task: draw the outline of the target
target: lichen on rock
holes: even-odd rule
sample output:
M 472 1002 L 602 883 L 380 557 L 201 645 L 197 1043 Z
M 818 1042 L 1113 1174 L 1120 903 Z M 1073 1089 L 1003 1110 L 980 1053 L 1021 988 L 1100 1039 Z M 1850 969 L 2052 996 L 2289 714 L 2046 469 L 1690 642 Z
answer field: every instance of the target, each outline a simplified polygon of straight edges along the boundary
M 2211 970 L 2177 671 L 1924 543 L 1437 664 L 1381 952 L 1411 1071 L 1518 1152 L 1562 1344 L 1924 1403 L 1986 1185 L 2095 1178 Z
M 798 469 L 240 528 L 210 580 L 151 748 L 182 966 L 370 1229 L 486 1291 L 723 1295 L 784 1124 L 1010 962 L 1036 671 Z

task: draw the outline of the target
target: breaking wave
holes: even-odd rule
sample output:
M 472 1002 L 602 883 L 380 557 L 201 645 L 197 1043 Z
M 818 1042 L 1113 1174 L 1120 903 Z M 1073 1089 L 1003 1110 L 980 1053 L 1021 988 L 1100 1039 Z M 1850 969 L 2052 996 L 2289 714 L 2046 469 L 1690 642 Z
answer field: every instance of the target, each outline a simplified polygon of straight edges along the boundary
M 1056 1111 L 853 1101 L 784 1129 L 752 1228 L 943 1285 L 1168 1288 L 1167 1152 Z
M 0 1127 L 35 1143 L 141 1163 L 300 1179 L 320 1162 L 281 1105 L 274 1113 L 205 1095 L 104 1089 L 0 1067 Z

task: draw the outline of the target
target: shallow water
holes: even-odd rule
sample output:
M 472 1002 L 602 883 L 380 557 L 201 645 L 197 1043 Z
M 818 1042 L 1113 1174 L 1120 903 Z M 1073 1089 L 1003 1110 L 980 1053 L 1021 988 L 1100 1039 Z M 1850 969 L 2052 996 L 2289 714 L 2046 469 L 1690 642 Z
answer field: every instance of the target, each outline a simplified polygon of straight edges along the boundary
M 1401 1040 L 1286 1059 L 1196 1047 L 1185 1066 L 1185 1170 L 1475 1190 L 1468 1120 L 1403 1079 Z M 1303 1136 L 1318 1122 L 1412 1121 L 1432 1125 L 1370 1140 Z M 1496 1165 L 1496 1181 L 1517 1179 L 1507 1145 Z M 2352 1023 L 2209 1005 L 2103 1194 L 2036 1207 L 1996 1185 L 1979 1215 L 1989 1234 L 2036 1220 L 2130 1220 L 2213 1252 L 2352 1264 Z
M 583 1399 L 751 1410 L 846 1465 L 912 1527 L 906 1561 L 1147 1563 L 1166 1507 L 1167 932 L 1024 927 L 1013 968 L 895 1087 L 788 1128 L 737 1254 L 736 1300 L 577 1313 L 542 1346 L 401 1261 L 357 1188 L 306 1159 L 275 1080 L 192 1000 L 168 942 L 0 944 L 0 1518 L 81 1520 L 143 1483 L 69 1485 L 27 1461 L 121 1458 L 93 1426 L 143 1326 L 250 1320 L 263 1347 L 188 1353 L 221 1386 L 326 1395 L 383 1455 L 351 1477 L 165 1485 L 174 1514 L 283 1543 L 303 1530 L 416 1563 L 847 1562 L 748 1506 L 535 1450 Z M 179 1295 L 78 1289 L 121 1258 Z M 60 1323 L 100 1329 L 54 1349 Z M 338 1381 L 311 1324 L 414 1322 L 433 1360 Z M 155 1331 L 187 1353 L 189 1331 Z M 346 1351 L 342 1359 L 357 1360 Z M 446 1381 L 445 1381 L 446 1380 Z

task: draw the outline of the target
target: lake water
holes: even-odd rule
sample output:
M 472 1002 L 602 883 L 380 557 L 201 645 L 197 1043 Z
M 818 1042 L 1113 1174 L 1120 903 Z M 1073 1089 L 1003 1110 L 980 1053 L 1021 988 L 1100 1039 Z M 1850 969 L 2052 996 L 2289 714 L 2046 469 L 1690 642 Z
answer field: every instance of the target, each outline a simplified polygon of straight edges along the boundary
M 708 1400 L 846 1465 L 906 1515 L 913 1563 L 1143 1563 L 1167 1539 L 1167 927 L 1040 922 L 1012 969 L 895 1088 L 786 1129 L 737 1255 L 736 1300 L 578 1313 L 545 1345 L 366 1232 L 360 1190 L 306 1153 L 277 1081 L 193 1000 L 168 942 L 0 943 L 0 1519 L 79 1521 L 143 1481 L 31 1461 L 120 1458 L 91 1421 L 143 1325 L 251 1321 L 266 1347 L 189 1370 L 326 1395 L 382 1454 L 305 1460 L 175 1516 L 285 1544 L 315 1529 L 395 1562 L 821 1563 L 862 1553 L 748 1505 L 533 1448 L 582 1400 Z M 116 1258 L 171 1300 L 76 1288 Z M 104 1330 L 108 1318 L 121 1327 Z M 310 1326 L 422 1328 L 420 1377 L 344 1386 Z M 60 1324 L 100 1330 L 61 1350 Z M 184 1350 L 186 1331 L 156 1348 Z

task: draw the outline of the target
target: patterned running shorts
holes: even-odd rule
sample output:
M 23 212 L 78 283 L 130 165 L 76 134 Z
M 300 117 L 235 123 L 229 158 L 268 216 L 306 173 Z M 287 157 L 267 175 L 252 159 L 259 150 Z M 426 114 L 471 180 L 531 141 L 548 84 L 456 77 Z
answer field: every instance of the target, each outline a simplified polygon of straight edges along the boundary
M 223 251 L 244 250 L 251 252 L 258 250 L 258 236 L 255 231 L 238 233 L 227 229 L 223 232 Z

EXERCISE:
Retype every record above exactly.

SOLUTION FOR THIS EXERCISE:
task: draw the outline of the target
target: lichen on rock
holes: even-odd rule
sample output:
M 472 1002 L 602 883 L 380 557 L 201 645 L 197 1043 Z
M 818 1042 L 1113 1174 L 1120 903 Z M 1073 1089 L 1003 1110 L 980 1053 L 1021 988 L 1100 1039 Z M 1850 969 L 2052 996 L 2289 714 L 2046 469 L 1690 642 Z
answer field: every instance of the target, each outline a simplified polygon of straight edges along the boundary
M 2211 970 L 2177 671 L 1924 543 L 1437 664 L 1381 952 L 1411 1071 L 1518 1152 L 1562 1344 L 1924 1403 L 1986 1185 L 2095 1178 Z
M 798 469 L 240 528 L 210 580 L 151 748 L 182 966 L 370 1229 L 486 1291 L 723 1295 L 784 1124 L 1010 962 L 1036 671 Z

task: draw the outline of the target
target: breaking wave
holes: even-odd rule
sample output:
M 472 1002 L 602 883 L 380 557 L 201 645 L 197 1043 Z
M 818 1042 L 1113 1174 L 1120 903 Z M 1073 1089 L 1003 1110 L 980 1053 L 1021 988 L 1100 1039 Z M 1850 969 L 2052 996 L 2289 714 L 2046 469 L 1690 642 Z
answer field: every instance of the target, each outline a simplified polygon of straight edges along the boundary
M 1056 1111 L 853 1101 L 784 1129 L 752 1228 L 943 1285 L 1168 1288 L 1167 1152 Z
M 0 1127 L 35 1143 L 141 1163 L 300 1179 L 320 1162 L 281 1105 L 274 1113 L 205 1095 L 104 1089 L 0 1067 Z

task: draw the outline of the target
target: shallow water
holes: even-odd rule
sample output:
M 472 1002 L 602 883 L 380 557 L 201 645 L 197 1043 Z
M 818 1042 L 1113 1174 L 1120 903 Z M 1073 1089 L 1003 1110 L 980 1053 L 1021 988 L 1100 1039 Z M 1850 969 L 2052 996 L 2289 714 L 2046 469 L 1690 642 Z
answer field: every instance of the target, each outline a simplified polygon of straight edges along the boundary
M 1401 1040 L 1286 1059 L 1196 1047 L 1185 1066 L 1185 1170 L 1475 1190 L 1468 1120 L 1403 1079 Z M 1303 1136 L 1318 1122 L 1412 1121 L 1432 1125 L 1370 1140 Z M 1496 1165 L 1496 1181 L 1517 1179 L 1507 1145 Z M 2352 1023 L 2209 1005 L 2103 1194 L 2036 1207 L 1996 1185 L 1979 1215 L 1989 1234 L 2036 1220 L 2130 1220 L 2213 1252 L 2352 1264 Z
M 583 1399 L 751 1410 L 846 1465 L 912 1527 L 906 1561 L 1147 1563 L 1166 1507 L 1167 932 L 1024 927 L 1013 968 L 895 1087 L 788 1128 L 737 1254 L 736 1300 L 577 1313 L 542 1346 L 401 1261 L 357 1188 L 306 1159 L 275 1080 L 192 1000 L 168 942 L 0 944 L 0 1518 L 81 1520 L 143 1483 L 69 1485 L 27 1461 L 121 1458 L 93 1426 L 143 1326 L 250 1320 L 263 1347 L 188 1353 L 221 1386 L 326 1395 L 383 1455 L 351 1477 L 165 1485 L 174 1514 L 283 1543 L 303 1530 L 416 1563 L 847 1562 L 748 1506 L 535 1450 Z M 179 1295 L 78 1289 L 121 1258 Z M 60 1323 L 100 1329 L 54 1349 Z M 338 1381 L 311 1324 L 414 1322 L 433 1360 Z M 155 1331 L 187 1353 L 189 1331 Z M 346 1351 L 342 1359 L 357 1360 Z M 446 1381 L 445 1381 L 446 1380 Z

task: draw the outline of the target
target: lake water
holes: even-odd rule
sample output:
M 472 1002 L 602 883 L 380 557 L 201 645 L 197 1043 Z
M 818 1042 L 1113 1174 L 1120 903 Z M 1073 1089 L 1003 1110 L 980 1053 L 1021 988 L 1100 1039 Z M 1850 969 L 2052 996 L 2289 714 L 2046 469 L 1690 642 Z
answer field: every instance of the target, each outline a simplified polygon of straight edges along the boundary
M 708 1400 L 846 1465 L 906 1515 L 913 1563 L 1143 1563 L 1167 1539 L 1167 927 L 1040 922 L 1012 969 L 895 1088 L 786 1129 L 737 1255 L 736 1300 L 578 1313 L 545 1345 L 366 1232 L 360 1190 L 306 1153 L 277 1081 L 193 1000 L 168 942 L 0 943 L 0 1519 L 79 1521 L 143 1481 L 31 1461 L 120 1458 L 91 1421 L 143 1325 L 251 1321 L 266 1347 L 189 1370 L 326 1395 L 382 1454 L 305 1460 L 175 1516 L 285 1544 L 315 1529 L 395 1562 L 821 1563 L 862 1553 L 748 1505 L 533 1448 L 582 1400 Z M 116 1258 L 171 1300 L 76 1288 Z M 104 1330 L 108 1318 L 121 1327 Z M 310 1326 L 422 1328 L 420 1377 L 344 1386 Z M 60 1324 L 100 1330 L 61 1350 Z M 184 1350 L 186 1331 L 156 1348 Z

task: draw the outline of the target
target: patterned running shorts
holes: even-odd rule
sample output:
M 23 212 L 78 283 L 130 165 L 76 134 Z
M 300 117 L 235 123 L 229 158 L 268 216 L 306 173 Z M 287 157 L 267 175 L 252 159 L 259 150 Z M 426 114 L 471 180 L 531 141 L 548 84 L 456 77 Z
answer field: every instance of the target, each outline a simplified polygon of straight edges along the boundary
M 223 251 L 244 250 L 251 252 L 258 250 L 258 236 L 255 231 L 238 233 L 227 229 L 223 232 Z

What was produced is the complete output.